(Referring expression pointing data)
※ ※ ※
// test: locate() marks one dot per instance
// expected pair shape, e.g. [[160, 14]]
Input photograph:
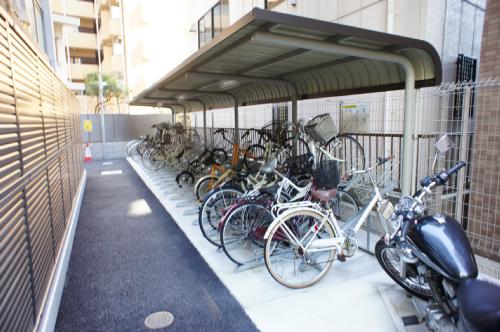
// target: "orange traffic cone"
[[88, 155]]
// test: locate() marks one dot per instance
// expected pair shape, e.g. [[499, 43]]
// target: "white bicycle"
[[302, 242]]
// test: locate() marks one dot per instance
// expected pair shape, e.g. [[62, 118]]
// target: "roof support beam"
[[243, 79], [409, 108], [204, 118]]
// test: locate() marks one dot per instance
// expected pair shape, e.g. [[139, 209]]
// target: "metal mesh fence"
[[468, 112]]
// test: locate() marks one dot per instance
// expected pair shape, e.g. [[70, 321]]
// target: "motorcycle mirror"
[[445, 144]]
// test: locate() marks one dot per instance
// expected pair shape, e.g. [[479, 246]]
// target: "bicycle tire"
[[203, 186], [257, 217], [278, 240], [254, 156], [209, 216], [218, 156], [184, 178]]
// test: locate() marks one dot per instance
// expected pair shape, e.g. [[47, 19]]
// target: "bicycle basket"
[[321, 128], [299, 165], [326, 175]]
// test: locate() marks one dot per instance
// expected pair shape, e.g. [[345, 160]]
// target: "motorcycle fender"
[[285, 214]]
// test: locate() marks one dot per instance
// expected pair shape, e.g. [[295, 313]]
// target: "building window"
[[270, 4], [40, 29], [87, 25], [213, 22], [31, 14]]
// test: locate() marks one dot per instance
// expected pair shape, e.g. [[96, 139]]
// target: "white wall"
[[158, 38]]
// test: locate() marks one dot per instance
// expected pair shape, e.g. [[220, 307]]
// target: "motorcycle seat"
[[324, 195], [479, 305]]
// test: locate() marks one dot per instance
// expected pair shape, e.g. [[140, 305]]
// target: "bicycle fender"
[[285, 214], [199, 181]]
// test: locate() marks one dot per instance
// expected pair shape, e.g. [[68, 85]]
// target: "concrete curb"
[[47, 321]]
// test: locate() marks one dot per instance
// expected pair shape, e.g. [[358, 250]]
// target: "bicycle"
[[303, 241]]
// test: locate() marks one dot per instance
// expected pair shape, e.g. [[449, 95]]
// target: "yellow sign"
[[87, 126]]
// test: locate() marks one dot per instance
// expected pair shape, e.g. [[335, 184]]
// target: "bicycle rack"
[[250, 265]]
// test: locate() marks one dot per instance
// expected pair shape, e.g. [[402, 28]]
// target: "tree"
[[112, 88]]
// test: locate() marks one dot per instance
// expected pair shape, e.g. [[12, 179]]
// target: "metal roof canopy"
[[270, 57]]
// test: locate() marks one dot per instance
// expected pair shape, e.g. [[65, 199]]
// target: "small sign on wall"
[[87, 126], [355, 118]]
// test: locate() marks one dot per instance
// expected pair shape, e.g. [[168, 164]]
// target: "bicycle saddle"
[[324, 195], [238, 167], [479, 303], [269, 167], [271, 190]]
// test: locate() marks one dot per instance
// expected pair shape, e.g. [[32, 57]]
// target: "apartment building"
[[35, 17], [85, 30], [160, 35]]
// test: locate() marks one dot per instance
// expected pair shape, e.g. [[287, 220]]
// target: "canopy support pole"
[[204, 119], [408, 159], [184, 121], [236, 124]]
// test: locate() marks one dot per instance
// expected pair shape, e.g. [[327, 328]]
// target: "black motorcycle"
[[431, 258]]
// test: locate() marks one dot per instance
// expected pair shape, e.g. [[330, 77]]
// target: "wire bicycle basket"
[[360, 187], [321, 128]]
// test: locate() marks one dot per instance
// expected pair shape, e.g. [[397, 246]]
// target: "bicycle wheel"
[[287, 253], [185, 178], [213, 209], [134, 152], [390, 260], [203, 186], [242, 235], [155, 159], [219, 156], [288, 150], [130, 145], [253, 157], [344, 206], [346, 148]]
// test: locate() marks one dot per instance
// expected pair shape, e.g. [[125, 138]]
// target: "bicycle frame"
[[349, 229]]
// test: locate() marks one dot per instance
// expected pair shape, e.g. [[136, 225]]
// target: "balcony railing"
[[83, 40], [80, 71]]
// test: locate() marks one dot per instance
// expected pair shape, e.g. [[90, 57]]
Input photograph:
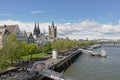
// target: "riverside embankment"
[[61, 64]]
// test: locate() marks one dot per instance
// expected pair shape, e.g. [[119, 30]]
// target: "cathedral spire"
[[44, 31], [34, 31], [53, 24]]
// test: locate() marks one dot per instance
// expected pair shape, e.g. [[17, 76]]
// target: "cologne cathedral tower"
[[36, 30]]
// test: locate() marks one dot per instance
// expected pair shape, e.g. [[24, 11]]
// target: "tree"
[[31, 49], [46, 47], [10, 49]]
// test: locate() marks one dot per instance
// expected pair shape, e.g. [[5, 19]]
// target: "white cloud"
[[37, 12], [80, 30]]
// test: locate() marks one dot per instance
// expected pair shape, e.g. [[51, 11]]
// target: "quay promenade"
[[27, 73]]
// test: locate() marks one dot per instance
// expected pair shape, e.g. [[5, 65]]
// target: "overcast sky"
[[77, 19]]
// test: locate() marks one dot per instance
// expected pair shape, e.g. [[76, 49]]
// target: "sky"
[[76, 19]]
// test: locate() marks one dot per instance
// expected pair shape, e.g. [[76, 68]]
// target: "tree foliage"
[[46, 47]]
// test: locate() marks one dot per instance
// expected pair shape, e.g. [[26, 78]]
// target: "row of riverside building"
[[36, 37]]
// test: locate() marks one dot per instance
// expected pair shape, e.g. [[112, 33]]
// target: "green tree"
[[31, 49], [10, 49]]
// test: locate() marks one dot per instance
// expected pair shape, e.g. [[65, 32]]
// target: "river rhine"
[[88, 67]]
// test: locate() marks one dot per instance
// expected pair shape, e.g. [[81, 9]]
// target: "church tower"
[[36, 30], [52, 31]]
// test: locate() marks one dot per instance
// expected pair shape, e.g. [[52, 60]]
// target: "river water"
[[88, 67]]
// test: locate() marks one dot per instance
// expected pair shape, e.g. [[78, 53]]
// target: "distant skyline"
[[84, 18]]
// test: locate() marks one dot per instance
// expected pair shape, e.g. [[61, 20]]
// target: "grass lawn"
[[38, 55]]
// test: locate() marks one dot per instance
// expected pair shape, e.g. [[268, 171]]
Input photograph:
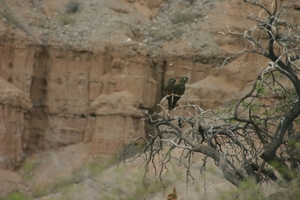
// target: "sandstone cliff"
[[87, 74]]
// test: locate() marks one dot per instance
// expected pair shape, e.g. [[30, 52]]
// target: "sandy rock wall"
[[74, 96]]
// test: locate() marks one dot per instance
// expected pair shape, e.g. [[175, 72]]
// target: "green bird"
[[179, 90], [169, 90]]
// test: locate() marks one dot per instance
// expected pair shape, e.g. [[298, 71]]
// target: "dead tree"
[[258, 136]]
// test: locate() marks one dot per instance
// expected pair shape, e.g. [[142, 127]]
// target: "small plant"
[[183, 17], [72, 7], [16, 195], [66, 18]]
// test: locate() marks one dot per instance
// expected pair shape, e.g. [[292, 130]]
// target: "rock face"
[[90, 74]]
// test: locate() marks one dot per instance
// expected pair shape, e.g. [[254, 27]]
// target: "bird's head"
[[171, 81], [184, 79]]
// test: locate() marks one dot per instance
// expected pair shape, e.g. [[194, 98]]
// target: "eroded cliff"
[[87, 74]]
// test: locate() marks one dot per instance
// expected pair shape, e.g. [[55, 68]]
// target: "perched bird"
[[173, 195], [179, 90], [169, 90]]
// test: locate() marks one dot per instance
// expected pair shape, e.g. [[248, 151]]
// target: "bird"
[[173, 195], [179, 90], [169, 90]]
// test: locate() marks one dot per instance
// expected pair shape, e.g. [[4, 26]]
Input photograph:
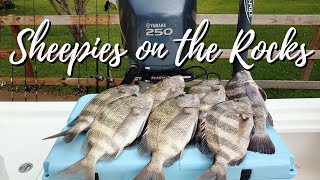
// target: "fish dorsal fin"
[[139, 136], [245, 116], [170, 161], [269, 119], [85, 148], [204, 148], [263, 93], [143, 146], [250, 90], [194, 129]]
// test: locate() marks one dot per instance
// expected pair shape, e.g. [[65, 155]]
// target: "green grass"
[[224, 36]]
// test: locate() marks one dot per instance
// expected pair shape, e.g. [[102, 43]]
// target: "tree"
※ ※ ※
- **Instructions for the task**: All lines above from the one containing "e.g. [[5, 65]]" to the one containing "e.g. [[76, 68]]" must be repeated exactly, both lines included, and no others.

- **Exercise result**:
// expected pair shape, e.g. [[5, 65]]
// target: "overcast sky"
[[77, 19]]
// test: locate() marks one dot per instance
// expected pair shape, e.g. [[76, 49]]
// target: "sky"
[[76, 19]]
// test: locate() marks one dot per instance
// expected pair shape, e.g. [[76, 68]]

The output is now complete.